_Written problem_
Echo each line of the following records without altering anything.

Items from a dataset
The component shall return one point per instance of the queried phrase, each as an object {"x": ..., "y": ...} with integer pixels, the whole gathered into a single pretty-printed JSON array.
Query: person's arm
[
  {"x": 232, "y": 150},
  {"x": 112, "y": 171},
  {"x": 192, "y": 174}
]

_Written reply_
The component shall return one point per instance of the queried phrase, each as an object {"x": ..., "y": ...} with integer pixels, the whole gathered into a single pretty-printed JSON array.
Query: person's arm
[
  {"x": 232, "y": 150},
  {"x": 112, "y": 171},
  {"x": 192, "y": 174}
]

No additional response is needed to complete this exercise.